Given records:
================

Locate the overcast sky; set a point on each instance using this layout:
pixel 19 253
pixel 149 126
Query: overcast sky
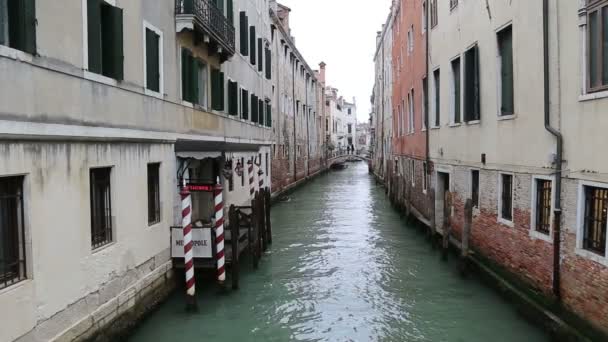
pixel 342 33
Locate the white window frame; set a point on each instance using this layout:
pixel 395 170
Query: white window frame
pixel 533 232
pixel 580 224
pixel 85 47
pixel 502 220
pixel 161 60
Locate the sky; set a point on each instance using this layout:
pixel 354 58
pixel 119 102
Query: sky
pixel 341 33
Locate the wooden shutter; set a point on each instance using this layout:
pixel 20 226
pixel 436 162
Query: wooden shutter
pixel 268 64
pixel 260 52
pixel 152 61
pixel 252 39
pixel 506 55
pixel 244 39
pixel 94 35
pixel 215 89
pixel 186 88
pixel 29 26
pixel 222 86
pixel 112 42
pixel 245 104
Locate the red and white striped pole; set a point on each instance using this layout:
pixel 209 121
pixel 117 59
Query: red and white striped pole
pixel 219 232
pixel 251 180
pixel 188 253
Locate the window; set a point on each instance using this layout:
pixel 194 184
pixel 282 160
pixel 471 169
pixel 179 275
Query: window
pixel 12 234
pixel 194 79
pixel 153 193
pixel 505 46
pixel 18 25
pixel 252 40
pixel 434 19
pixel 456 90
pixel 153 59
pixel 244 34
pixel 436 79
pixel 101 207
pixel 471 85
pixel 233 98
pixel 595 219
pixel 506 197
pixel 542 207
pixel 105 39
pixel 217 90
pixel 597 31
pixel 475 188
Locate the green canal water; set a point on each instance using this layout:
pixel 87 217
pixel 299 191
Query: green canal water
pixel 343 267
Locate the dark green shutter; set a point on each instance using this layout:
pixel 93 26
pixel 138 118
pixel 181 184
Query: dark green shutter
pixel 268 64
pixel 230 12
pixel 244 39
pixel 245 104
pixel 194 80
pixel 222 86
pixel 185 75
pixel 112 42
pixel 252 40
pixel 29 26
pixel 152 61
pixel 94 34
pixel 215 91
pixel 506 55
pixel 260 52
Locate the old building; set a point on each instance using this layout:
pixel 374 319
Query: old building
pixel 382 114
pixel 102 121
pixel 297 138
pixel 409 143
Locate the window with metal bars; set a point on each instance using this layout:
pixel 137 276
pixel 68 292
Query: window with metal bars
pixel 506 210
pixel 596 208
pixel 12 234
pixel 543 206
pixel 153 193
pixel 101 207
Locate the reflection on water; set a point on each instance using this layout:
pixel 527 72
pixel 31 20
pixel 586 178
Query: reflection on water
pixel 343 267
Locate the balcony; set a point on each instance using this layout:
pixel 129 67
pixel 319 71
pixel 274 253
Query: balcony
pixel 209 25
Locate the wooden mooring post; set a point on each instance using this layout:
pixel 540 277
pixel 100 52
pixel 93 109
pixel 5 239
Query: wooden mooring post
pixel 466 233
pixel 447 214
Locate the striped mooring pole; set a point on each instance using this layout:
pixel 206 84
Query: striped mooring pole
pixel 251 176
pixel 188 253
pixel 219 232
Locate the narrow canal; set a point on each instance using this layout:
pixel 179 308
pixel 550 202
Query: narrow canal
pixel 344 267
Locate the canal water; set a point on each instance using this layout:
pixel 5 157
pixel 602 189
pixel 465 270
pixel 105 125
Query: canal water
pixel 344 267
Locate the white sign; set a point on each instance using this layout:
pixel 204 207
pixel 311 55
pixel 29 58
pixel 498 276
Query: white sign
pixel 201 240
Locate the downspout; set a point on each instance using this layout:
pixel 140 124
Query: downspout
pixel 559 158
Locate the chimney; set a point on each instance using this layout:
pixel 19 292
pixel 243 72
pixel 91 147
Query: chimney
pixel 322 73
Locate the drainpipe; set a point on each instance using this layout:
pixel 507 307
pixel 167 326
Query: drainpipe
pixel 558 171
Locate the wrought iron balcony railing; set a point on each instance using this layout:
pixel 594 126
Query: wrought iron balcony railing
pixel 210 19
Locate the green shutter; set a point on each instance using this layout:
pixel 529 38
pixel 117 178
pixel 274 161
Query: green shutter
pixel 252 40
pixel 186 75
pixel 29 26
pixel 230 12
pixel 112 42
pixel 194 80
pixel 222 86
pixel 244 39
pixel 260 52
pixel 506 54
pixel 245 104
pixel 94 35
pixel 268 64
pixel 152 61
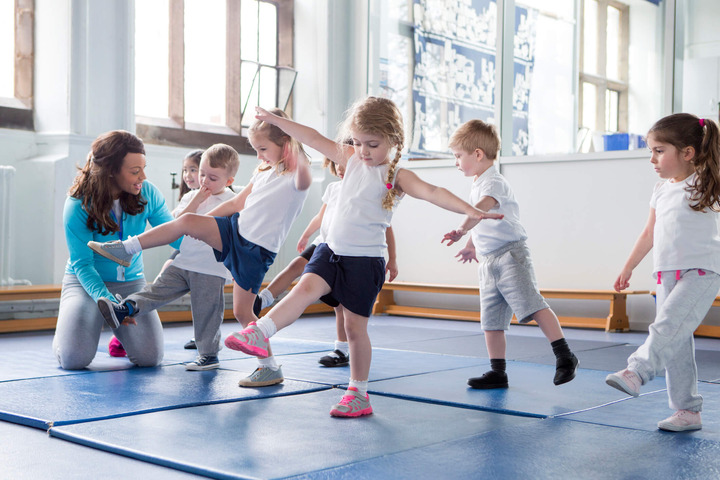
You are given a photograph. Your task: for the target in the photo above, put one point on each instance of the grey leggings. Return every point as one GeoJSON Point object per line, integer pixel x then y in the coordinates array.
{"type": "Point", "coordinates": [683, 299]}
{"type": "Point", "coordinates": [79, 325]}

================

Among the records above, a stretch begins at the line containing "pixel 540 277" and ends at the line containing "Locate the canal". Restate that stretch word for word, and nothing else.

Answer to this exercise:
pixel 540 277
pixel 100 52
pixel 93 109
pixel 5 239
Query: wooden mooring post
pixel 466 233
pixel 447 214
Locate the striped mooring pole; set a point on each instance using this layout:
pixel 206 84
Query: striped mooring pole
pixel 251 176
pixel 188 253
pixel 219 232
Locate the narrow canal; set a point on each instance using this layout:
pixel 179 308
pixel 550 202
Query: narrow canal
pixel 344 267
Locate the canal water; set a point on each instance using this layout:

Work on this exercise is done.